(Stored entries)

[Start of section]

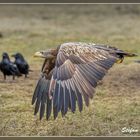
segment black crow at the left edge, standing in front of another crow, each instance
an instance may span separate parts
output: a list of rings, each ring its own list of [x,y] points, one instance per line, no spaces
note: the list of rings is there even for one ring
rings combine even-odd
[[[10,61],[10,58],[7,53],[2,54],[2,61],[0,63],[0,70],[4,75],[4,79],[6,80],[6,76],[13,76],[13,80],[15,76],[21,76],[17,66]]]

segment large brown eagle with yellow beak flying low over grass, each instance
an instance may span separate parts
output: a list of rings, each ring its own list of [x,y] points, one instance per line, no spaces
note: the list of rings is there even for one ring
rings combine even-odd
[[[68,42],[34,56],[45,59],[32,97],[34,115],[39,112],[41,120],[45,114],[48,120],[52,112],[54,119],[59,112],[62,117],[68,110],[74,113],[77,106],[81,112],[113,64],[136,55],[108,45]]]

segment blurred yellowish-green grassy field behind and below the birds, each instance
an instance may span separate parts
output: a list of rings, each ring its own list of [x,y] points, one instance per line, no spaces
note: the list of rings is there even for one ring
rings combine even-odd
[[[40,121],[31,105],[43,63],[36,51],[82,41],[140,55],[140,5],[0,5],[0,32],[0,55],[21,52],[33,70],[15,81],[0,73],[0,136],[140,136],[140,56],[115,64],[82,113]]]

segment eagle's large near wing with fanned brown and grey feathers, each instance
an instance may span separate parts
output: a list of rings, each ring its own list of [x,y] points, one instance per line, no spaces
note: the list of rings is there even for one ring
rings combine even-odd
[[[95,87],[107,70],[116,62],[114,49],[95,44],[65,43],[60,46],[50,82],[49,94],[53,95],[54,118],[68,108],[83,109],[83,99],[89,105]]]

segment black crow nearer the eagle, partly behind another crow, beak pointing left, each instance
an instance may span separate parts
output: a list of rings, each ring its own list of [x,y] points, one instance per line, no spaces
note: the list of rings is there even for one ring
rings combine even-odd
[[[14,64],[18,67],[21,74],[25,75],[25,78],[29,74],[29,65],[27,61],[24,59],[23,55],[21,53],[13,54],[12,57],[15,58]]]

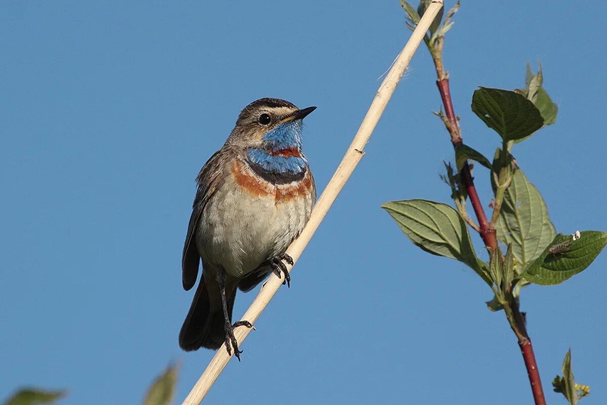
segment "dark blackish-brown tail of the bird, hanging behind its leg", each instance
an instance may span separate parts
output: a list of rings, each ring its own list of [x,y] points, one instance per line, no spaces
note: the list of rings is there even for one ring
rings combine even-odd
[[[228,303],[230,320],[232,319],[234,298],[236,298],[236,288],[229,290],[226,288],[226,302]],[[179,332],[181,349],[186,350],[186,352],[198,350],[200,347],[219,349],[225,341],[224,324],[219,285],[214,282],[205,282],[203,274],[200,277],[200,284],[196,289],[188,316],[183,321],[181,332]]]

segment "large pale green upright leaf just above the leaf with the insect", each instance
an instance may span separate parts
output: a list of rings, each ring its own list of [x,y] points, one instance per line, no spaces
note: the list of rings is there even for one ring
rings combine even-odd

[End of section]

What you have to do => Among the records, how many lines include the string "beak"? State the number and add nothing.

Response box => 2